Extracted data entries
= = = = = = =

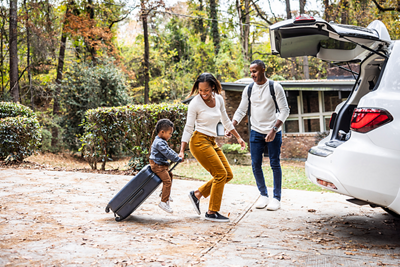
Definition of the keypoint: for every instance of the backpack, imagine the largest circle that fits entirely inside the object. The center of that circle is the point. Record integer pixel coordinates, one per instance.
(271, 90)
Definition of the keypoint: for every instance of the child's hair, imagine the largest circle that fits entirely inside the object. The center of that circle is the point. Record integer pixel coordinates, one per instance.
(163, 125)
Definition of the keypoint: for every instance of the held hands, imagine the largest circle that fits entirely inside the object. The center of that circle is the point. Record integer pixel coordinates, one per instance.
(182, 156)
(242, 143)
(271, 136)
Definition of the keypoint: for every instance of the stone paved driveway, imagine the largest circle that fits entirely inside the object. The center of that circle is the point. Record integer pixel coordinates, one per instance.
(52, 218)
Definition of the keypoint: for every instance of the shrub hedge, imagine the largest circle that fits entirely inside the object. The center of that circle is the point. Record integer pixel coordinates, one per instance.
(19, 132)
(10, 109)
(130, 128)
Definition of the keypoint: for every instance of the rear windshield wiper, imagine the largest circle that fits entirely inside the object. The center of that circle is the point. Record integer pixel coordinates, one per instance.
(365, 47)
(349, 69)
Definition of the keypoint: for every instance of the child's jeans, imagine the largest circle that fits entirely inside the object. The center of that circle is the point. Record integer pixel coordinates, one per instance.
(165, 176)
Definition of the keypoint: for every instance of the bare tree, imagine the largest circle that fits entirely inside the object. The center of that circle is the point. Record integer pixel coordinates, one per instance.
(384, 9)
(14, 88)
(243, 9)
(292, 60)
(147, 7)
(305, 58)
(214, 25)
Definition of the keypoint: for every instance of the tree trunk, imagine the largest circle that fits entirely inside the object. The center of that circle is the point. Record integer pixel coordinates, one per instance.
(14, 88)
(306, 71)
(89, 46)
(344, 17)
(2, 55)
(202, 30)
(244, 18)
(293, 59)
(288, 10)
(214, 25)
(28, 56)
(60, 68)
(146, 55)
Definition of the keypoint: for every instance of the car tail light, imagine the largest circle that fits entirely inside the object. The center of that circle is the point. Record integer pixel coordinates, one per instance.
(332, 120)
(326, 184)
(303, 19)
(367, 119)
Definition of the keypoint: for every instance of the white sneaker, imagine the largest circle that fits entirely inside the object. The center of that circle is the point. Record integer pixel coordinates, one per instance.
(274, 205)
(170, 198)
(165, 207)
(262, 202)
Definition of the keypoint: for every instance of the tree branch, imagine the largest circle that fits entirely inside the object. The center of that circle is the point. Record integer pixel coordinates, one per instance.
(116, 21)
(260, 14)
(383, 9)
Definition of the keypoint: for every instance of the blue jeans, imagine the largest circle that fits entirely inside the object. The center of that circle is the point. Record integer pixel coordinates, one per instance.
(257, 144)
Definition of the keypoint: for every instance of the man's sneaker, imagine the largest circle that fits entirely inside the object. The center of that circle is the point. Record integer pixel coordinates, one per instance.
(216, 217)
(274, 205)
(195, 202)
(165, 207)
(170, 198)
(262, 202)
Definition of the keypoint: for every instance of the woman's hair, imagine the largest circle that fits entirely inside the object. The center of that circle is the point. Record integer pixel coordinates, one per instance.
(163, 125)
(212, 81)
(258, 63)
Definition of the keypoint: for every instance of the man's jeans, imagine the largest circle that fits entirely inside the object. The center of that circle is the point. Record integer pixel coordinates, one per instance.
(257, 144)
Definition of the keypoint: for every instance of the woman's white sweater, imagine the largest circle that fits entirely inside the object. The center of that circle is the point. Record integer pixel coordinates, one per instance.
(205, 119)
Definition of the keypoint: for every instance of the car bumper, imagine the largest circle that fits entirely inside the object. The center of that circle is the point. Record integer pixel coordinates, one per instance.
(314, 171)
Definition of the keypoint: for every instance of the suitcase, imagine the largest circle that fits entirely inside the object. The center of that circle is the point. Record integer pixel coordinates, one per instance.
(134, 193)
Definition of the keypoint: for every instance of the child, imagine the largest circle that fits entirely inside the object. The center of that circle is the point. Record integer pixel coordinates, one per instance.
(160, 154)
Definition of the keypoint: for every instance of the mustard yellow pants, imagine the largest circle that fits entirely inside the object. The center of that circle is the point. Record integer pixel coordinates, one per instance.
(211, 157)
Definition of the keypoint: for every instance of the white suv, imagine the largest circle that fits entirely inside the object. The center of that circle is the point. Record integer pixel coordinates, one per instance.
(361, 156)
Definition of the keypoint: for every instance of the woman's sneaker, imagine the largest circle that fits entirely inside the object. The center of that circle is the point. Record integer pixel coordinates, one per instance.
(165, 207)
(195, 202)
(216, 217)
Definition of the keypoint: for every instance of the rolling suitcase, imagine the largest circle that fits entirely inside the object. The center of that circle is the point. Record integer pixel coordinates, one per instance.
(134, 193)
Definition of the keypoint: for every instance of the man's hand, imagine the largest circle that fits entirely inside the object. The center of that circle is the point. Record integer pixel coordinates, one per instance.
(271, 136)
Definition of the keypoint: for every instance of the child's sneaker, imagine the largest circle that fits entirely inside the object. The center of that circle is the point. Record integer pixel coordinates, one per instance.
(170, 198)
(165, 207)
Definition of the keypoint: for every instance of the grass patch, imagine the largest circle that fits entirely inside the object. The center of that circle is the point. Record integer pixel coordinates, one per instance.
(294, 176)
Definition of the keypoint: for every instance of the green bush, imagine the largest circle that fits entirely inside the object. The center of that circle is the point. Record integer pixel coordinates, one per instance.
(129, 127)
(87, 86)
(10, 109)
(233, 148)
(19, 135)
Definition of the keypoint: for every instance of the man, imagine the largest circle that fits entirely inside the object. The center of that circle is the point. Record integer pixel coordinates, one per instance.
(266, 124)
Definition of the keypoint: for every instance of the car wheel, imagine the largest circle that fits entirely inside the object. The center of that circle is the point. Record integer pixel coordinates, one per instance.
(394, 214)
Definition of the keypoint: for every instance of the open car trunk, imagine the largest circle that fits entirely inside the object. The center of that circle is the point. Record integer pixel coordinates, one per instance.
(338, 43)
(327, 41)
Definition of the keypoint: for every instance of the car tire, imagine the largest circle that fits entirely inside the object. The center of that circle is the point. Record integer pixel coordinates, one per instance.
(394, 214)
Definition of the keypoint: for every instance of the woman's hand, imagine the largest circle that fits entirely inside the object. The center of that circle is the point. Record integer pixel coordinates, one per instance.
(242, 143)
(182, 155)
(271, 136)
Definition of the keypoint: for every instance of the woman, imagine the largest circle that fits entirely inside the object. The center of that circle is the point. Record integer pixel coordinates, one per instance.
(205, 110)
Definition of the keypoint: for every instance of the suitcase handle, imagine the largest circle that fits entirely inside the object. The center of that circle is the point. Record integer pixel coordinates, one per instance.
(173, 167)
(137, 195)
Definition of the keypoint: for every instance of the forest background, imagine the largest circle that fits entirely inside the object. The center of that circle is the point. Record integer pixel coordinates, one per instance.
(61, 58)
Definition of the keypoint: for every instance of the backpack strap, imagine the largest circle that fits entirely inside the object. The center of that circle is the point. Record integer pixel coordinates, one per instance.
(272, 91)
(249, 89)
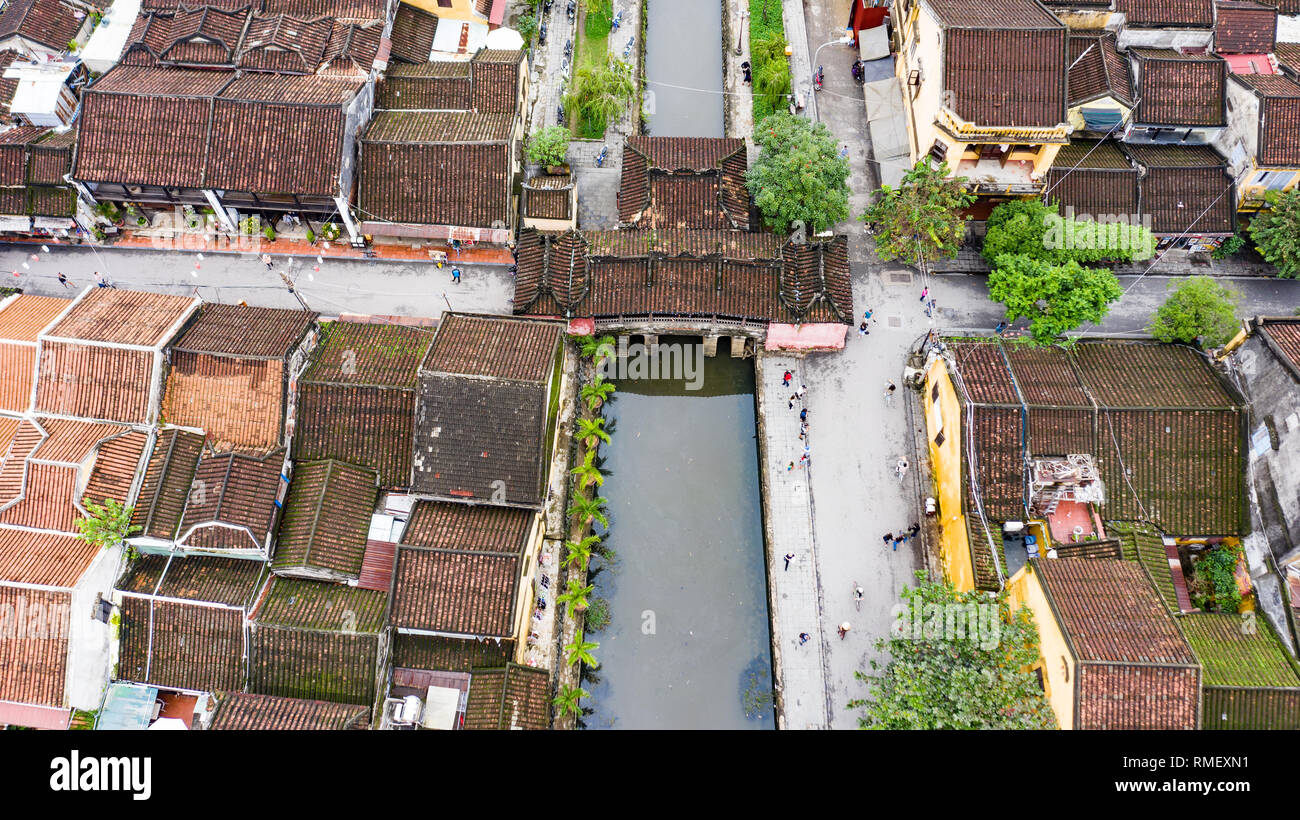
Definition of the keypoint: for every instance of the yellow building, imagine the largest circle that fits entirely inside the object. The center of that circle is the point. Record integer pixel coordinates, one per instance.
(996, 121)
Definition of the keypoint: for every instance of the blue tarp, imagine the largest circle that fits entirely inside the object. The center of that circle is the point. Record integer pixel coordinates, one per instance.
(128, 707)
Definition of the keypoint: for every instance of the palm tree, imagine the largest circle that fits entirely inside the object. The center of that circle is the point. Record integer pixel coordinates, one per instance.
(588, 472)
(588, 510)
(597, 393)
(581, 650)
(592, 429)
(580, 551)
(568, 699)
(575, 597)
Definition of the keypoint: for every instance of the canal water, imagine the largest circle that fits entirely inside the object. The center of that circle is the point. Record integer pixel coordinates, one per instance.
(684, 66)
(688, 643)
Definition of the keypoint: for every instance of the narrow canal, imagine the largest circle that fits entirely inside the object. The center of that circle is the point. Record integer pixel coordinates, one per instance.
(684, 68)
(687, 646)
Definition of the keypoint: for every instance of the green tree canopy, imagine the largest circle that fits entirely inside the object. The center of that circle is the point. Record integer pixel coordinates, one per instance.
(1277, 233)
(921, 220)
(1056, 298)
(1028, 228)
(798, 176)
(1197, 308)
(957, 684)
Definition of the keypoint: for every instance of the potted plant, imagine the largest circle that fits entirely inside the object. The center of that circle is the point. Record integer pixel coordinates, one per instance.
(549, 147)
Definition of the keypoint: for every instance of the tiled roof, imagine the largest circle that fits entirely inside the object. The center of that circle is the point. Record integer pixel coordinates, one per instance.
(414, 169)
(326, 520)
(232, 504)
(1097, 69)
(1244, 27)
(34, 671)
(250, 712)
(511, 698)
(1177, 89)
(696, 273)
(481, 439)
(44, 559)
(412, 34)
(181, 645)
(356, 402)
(165, 487)
(21, 320)
(47, 22)
(1135, 668)
(1168, 12)
(450, 654)
(1184, 189)
(1279, 117)
(317, 606)
(1030, 91)
(229, 581)
(684, 182)
(494, 347)
(1168, 446)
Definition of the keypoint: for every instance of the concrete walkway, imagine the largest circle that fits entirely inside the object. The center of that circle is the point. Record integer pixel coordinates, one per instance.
(794, 593)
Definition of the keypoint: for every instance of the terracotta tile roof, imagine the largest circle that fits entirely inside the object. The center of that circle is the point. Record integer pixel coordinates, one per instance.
(1168, 446)
(1177, 89)
(321, 607)
(450, 654)
(1168, 12)
(229, 581)
(1244, 27)
(412, 34)
(511, 698)
(284, 43)
(232, 502)
(1136, 669)
(1097, 69)
(356, 402)
(47, 22)
(429, 86)
(494, 347)
(326, 521)
(21, 320)
(34, 671)
(1184, 189)
(684, 182)
(1279, 117)
(697, 273)
(44, 559)
(415, 169)
(165, 486)
(250, 712)
(182, 645)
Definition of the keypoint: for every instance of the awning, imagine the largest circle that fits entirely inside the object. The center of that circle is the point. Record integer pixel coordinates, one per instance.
(888, 126)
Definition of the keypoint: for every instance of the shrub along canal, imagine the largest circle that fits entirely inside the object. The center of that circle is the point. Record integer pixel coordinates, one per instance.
(688, 641)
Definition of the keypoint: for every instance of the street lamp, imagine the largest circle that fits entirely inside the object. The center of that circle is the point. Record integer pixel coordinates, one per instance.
(845, 40)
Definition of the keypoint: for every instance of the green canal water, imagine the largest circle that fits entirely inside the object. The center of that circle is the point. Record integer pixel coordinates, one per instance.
(688, 643)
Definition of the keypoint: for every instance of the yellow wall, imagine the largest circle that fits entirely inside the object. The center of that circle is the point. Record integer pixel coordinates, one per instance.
(945, 460)
(1054, 658)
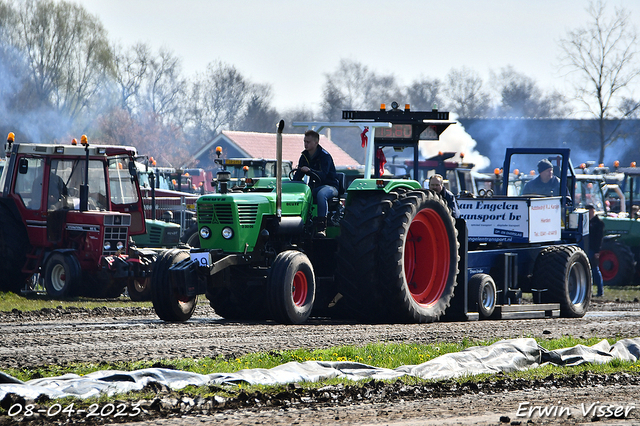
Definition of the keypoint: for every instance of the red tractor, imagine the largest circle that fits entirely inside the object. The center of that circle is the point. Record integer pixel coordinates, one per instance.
(67, 212)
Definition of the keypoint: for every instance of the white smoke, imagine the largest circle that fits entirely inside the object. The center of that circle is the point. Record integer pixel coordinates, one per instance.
(455, 139)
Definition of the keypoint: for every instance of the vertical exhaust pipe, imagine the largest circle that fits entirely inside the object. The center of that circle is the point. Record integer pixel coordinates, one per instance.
(279, 169)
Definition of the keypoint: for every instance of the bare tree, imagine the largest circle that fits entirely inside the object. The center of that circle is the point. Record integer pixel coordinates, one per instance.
(164, 89)
(354, 86)
(603, 57)
(463, 89)
(68, 53)
(520, 96)
(259, 115)
(217, 99)
(131, 67)
(424, 94)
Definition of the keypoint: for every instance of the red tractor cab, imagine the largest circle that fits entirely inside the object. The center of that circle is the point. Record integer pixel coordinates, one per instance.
(67, 213)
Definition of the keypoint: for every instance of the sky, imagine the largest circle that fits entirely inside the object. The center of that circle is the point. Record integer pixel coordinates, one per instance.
(293, 44)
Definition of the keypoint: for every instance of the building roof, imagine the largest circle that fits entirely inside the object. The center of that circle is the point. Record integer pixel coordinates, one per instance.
(263, 145)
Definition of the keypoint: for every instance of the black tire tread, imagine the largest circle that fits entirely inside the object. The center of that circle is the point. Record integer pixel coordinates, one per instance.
(551, 269)
(397, 304)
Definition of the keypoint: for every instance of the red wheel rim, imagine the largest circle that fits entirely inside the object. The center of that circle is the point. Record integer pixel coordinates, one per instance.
(300, 288)
(426, 257)
(609, 265)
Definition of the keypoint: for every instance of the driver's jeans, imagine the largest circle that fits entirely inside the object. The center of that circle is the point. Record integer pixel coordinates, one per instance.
(322, 195)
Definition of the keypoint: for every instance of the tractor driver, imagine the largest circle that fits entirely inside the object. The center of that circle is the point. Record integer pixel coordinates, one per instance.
(545, 184)
(318, 165)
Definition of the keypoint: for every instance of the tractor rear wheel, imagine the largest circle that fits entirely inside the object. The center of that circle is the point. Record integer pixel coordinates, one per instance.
(14, 245)
(617, 264)
(62, 275)
(168, 303)
(358, 249)
(418, 262)
(291, 288)
(565, 273)
(482, 290)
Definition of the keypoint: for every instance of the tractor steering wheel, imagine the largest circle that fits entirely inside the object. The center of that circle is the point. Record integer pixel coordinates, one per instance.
(312, 175)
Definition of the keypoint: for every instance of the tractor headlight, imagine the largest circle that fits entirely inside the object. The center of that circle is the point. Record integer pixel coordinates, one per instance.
(205, 232)
(227, 233)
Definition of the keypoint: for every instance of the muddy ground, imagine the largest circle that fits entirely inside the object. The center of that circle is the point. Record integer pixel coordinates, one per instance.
(60, 336)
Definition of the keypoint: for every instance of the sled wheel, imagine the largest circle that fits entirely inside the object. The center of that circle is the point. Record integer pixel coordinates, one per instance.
(617, 264)
(167, 302)
(14, 245)
(139, 289)
(482, 290)
(565, 273)
(419, 258)
(291, 288)
(62, 275)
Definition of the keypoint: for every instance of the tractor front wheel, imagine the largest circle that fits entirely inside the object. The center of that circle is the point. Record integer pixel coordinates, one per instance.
(291, 288)
(168, 303)
(565, 273)
(482, 290)
(62, 275)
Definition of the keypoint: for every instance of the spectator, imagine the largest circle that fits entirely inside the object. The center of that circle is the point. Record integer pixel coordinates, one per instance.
(596, 233)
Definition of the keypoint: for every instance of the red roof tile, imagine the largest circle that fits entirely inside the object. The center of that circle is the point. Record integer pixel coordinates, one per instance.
(263, 145)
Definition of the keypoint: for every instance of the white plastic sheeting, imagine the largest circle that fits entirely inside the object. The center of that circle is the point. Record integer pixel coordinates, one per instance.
(505, 356)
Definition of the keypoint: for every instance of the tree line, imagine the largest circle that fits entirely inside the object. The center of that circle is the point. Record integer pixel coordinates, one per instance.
(61, 76)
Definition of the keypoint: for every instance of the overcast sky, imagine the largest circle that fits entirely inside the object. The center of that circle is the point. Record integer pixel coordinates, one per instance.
(292, 44)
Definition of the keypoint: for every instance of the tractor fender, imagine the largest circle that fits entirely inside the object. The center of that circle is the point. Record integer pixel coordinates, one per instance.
(289, 225)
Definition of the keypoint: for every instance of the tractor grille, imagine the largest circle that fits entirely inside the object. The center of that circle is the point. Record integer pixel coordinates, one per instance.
(205, 213)
(155, 234)
(224, 214)
(247, 214)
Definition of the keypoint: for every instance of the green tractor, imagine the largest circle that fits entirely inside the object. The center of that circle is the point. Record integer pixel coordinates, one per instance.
(621, 245)
(258, 258)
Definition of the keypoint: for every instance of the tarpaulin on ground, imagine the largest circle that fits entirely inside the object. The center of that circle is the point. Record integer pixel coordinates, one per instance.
(505, 355)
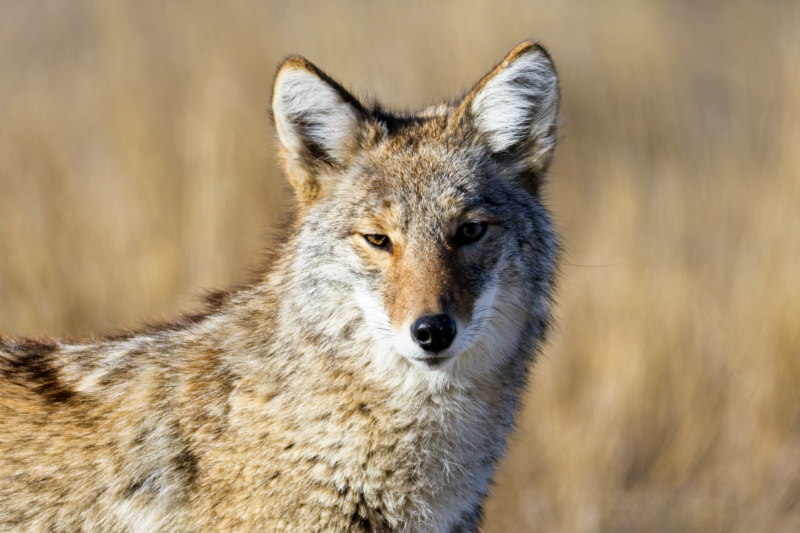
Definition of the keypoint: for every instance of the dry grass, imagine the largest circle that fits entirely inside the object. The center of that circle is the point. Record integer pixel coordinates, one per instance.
(136, 166)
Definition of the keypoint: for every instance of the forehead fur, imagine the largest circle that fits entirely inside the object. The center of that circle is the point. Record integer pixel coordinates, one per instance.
(422, 166)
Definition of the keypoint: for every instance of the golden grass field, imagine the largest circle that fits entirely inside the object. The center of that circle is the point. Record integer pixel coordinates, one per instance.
(137, 169)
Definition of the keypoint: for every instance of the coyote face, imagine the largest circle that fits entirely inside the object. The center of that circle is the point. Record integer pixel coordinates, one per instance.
(366, 382)
(435, 216)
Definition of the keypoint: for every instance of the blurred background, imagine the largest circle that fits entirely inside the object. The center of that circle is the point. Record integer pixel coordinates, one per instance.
(137, 169)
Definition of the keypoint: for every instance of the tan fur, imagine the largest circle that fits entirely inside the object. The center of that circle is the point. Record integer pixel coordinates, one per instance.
(300, 402)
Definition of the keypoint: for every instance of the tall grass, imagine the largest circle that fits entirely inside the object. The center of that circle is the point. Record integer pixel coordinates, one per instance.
(137, 168)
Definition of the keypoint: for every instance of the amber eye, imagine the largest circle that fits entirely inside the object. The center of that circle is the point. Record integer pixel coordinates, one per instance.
(470, 232)
(379, 241)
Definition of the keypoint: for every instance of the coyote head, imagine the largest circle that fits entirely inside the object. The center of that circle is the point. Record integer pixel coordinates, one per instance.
(430, 223)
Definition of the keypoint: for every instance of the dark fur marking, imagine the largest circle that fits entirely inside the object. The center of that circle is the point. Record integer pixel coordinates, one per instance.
(30, 364)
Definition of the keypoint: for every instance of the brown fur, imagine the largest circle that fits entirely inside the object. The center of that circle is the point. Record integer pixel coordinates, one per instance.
(293, 404)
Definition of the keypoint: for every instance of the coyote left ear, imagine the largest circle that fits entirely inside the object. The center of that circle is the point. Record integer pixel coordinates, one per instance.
(514, 111)
(318, 125)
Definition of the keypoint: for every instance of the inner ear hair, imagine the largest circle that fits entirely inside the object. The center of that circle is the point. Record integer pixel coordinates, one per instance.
(317, 121)
(514, 109)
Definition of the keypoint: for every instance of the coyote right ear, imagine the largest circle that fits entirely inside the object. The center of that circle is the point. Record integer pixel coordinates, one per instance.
(318, 124)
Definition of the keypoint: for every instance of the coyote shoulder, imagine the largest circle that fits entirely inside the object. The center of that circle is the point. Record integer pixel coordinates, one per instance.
(366, 382)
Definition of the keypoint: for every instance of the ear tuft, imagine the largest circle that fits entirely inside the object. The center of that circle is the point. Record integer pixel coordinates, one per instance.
(515, 107)
(317, 122)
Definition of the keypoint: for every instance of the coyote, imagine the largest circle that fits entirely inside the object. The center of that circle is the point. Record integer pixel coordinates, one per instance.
(367, 381)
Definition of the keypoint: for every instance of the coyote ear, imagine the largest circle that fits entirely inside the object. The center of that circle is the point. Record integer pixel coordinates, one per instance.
(514, 110)
(317, 121)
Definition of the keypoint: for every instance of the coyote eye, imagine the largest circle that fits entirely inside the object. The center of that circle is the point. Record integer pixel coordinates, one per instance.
(378, 241)
(470, 232)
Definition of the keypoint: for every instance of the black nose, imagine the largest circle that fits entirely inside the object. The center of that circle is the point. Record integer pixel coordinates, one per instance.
(434, 333)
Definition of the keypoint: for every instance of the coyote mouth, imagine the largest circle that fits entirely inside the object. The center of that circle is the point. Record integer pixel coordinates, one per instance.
(433, 362)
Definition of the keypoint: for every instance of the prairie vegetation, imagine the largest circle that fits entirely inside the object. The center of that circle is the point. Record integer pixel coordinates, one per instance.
(137, 168)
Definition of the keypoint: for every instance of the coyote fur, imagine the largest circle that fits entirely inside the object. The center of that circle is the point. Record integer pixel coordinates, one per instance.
(367, 381)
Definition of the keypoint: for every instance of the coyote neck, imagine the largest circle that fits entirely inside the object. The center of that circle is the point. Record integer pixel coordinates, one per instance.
(387, 451)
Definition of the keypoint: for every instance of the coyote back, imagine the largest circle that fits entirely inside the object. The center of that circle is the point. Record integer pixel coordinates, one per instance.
(366, 381)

= = = = = = =

§ **EXERCISE TASK**
Nothing but the lines from the line with "coyote fur, imagine" to the last line of the listing above should appear; please retype them exactly, both ends included.

§ **FINISHED TASK**
Definition of the keypoint: for every instance of the coyote fur, imagine the largest circle that fits entirely inside the object. The center of that circle is the point. Record integer pixel coordinates, one per instance.
(367, 381)
Definition of the keypoint: for every instance of the coyote neck, imagine the largest circle that fits entirely inside the object. The center of that circle is the point. Record integer pixel coordinates, one per instance.
(387, 451)
Definition of the keypoint: for every instance of the coyote back, imagine the largest circle that fits entirely inside the object. The center of that circle is the point. Record integer pixel coordinates, one per instance.
(366, 381)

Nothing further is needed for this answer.